====== Given data ======
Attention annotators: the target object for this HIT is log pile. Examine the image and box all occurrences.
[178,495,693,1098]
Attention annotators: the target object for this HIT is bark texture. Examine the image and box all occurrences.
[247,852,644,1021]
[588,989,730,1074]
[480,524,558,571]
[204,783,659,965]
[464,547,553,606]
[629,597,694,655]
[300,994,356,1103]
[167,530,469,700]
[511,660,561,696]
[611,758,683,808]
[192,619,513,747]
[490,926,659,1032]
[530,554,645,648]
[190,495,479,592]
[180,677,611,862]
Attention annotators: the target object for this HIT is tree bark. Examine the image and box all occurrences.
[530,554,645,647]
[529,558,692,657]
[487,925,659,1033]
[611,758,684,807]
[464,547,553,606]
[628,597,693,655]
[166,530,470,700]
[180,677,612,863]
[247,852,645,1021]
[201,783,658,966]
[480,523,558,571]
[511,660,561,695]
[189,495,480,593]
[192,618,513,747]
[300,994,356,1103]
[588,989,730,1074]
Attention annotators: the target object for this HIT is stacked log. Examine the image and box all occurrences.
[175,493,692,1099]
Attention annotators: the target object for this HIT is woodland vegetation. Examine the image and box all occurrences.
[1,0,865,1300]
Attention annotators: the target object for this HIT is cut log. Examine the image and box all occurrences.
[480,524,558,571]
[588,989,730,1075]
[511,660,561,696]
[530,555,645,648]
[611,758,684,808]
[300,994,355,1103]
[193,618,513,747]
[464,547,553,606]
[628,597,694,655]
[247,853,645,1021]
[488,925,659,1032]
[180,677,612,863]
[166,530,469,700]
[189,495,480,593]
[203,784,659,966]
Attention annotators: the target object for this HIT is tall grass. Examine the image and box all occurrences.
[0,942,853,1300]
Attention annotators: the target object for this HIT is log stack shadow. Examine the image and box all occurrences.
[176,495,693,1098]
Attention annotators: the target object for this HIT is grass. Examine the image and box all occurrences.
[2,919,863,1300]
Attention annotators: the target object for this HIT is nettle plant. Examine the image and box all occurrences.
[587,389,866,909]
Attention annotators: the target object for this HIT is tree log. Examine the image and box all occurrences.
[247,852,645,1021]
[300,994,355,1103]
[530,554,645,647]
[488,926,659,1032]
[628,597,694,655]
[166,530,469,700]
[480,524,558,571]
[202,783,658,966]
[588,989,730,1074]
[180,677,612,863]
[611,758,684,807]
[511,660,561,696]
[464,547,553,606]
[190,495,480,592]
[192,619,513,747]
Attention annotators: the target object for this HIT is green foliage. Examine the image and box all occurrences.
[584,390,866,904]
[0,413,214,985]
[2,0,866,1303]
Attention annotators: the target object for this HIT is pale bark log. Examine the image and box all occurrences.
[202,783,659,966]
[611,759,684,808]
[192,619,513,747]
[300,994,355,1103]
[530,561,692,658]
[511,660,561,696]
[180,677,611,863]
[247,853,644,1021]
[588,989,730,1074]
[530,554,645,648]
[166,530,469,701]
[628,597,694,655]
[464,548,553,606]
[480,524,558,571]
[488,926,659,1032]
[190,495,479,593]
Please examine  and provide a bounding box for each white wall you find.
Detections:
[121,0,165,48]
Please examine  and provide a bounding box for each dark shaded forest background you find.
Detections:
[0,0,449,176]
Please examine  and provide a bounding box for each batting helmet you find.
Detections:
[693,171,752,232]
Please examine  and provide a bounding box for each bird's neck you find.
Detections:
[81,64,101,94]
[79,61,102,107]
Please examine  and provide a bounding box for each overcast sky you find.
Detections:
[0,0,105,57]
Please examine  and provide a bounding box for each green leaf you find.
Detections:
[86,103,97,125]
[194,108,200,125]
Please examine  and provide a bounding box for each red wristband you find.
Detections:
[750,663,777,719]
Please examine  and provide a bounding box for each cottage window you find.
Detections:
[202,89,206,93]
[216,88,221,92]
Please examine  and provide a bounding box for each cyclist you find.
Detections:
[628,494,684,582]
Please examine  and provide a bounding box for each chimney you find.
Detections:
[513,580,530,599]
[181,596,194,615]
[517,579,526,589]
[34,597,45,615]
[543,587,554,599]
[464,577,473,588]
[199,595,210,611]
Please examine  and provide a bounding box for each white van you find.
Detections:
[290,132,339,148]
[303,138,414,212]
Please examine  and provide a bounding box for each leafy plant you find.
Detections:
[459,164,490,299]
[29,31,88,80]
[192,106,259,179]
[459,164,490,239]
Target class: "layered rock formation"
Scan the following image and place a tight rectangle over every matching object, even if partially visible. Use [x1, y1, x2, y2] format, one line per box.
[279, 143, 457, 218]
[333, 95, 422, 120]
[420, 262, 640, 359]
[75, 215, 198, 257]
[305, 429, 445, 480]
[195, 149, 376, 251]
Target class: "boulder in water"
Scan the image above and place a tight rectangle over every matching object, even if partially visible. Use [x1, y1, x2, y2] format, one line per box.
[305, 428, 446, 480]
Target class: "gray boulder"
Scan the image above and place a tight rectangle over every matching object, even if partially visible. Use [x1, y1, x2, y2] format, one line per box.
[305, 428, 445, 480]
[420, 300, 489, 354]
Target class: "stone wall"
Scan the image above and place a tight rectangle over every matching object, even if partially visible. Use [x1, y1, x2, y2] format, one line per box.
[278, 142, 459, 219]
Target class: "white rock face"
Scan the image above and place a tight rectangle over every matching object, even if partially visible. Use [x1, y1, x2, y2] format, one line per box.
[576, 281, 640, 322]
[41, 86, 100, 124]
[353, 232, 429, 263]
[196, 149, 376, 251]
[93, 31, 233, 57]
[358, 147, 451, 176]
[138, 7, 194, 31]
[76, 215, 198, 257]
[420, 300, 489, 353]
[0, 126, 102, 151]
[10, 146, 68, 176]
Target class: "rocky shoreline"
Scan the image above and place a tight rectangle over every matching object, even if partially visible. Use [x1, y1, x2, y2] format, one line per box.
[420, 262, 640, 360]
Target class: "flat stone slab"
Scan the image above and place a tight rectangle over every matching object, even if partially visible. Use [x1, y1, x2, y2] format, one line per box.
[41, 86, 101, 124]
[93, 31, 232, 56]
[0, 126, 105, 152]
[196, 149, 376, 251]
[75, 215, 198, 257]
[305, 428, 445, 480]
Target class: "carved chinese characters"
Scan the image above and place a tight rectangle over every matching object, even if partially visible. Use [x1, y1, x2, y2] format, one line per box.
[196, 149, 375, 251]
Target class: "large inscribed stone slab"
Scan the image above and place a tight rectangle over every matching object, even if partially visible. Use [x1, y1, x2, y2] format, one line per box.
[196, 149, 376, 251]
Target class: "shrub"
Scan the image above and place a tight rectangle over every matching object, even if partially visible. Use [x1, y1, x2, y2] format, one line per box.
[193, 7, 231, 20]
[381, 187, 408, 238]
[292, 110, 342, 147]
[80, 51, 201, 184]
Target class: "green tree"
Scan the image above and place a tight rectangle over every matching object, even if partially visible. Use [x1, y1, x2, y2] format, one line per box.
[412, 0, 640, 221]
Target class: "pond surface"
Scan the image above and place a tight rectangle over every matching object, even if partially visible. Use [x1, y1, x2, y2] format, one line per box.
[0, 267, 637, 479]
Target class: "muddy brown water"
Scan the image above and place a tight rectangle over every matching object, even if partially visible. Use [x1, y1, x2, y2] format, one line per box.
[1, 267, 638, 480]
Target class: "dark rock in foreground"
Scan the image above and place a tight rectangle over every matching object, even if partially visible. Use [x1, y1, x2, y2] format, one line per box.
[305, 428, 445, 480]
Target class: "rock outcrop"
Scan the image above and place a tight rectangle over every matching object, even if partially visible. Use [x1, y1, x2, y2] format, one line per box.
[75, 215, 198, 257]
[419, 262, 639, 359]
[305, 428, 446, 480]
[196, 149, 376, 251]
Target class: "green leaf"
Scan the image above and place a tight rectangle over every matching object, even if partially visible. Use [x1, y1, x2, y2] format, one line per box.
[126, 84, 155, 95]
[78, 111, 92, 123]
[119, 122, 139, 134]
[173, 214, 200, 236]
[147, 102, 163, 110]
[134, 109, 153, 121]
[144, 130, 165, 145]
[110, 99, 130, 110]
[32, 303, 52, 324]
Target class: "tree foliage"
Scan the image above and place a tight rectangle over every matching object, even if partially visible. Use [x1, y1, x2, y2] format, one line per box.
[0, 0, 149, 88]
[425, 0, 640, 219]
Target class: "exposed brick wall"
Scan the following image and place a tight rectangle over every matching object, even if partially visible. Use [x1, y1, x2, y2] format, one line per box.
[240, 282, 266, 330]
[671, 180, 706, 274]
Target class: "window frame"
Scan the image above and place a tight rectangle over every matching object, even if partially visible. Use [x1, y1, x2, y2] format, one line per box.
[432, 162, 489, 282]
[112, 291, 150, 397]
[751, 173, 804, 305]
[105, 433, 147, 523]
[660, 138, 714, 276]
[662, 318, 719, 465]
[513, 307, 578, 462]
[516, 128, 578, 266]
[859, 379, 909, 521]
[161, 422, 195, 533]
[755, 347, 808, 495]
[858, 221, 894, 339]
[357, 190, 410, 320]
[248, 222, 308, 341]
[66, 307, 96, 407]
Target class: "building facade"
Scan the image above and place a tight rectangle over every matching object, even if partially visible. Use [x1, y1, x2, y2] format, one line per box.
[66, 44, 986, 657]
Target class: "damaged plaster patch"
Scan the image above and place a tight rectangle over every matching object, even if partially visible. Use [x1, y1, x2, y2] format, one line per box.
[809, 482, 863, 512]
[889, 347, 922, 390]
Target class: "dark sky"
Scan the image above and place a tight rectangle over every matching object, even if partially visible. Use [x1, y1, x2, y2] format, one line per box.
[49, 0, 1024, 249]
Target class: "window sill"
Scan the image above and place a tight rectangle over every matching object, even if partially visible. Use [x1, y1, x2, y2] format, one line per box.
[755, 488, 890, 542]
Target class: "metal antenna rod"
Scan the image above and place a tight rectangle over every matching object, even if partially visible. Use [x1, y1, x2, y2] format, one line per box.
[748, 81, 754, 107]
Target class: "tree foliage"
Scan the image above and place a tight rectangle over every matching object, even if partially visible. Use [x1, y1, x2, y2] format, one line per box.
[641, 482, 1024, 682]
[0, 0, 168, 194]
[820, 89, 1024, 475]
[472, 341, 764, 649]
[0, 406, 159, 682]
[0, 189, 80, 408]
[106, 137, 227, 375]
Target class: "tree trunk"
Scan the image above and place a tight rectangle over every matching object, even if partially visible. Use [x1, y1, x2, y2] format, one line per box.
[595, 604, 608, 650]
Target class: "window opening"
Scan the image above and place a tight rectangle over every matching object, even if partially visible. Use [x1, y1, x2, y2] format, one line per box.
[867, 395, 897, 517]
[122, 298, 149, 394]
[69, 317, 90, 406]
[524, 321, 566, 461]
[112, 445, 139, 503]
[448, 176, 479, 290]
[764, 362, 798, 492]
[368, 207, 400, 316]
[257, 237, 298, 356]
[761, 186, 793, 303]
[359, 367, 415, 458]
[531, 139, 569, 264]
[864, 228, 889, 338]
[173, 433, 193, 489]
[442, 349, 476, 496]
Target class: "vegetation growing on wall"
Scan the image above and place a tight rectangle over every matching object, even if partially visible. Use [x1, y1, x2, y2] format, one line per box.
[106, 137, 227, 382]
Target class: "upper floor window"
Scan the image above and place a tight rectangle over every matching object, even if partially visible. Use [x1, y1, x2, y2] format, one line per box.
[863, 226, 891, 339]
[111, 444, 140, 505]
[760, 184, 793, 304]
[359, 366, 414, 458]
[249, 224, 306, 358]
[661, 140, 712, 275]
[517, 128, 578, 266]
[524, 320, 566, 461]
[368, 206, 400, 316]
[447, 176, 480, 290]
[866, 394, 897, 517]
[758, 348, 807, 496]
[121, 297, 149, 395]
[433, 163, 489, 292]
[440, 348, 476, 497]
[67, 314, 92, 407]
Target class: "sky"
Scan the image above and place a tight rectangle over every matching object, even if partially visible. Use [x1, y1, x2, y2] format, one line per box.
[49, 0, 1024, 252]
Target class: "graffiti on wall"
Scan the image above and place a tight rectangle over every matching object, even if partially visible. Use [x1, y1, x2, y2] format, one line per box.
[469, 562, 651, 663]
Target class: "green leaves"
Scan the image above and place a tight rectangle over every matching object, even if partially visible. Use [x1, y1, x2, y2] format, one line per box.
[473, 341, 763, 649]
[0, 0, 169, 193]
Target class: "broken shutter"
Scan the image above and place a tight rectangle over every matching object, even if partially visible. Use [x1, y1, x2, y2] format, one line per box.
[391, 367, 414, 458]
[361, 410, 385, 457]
======
* [What is being asked]
Whenever a line above includes "wall", copy it in full.

* [Task answer]
Please examine  and provide a bounding box for each white wall you find.
Target class: "stone wall"
Target class: "exposed brick wall"
Target class: "vegetation growing on wall"
Target class: "graffiti on wall"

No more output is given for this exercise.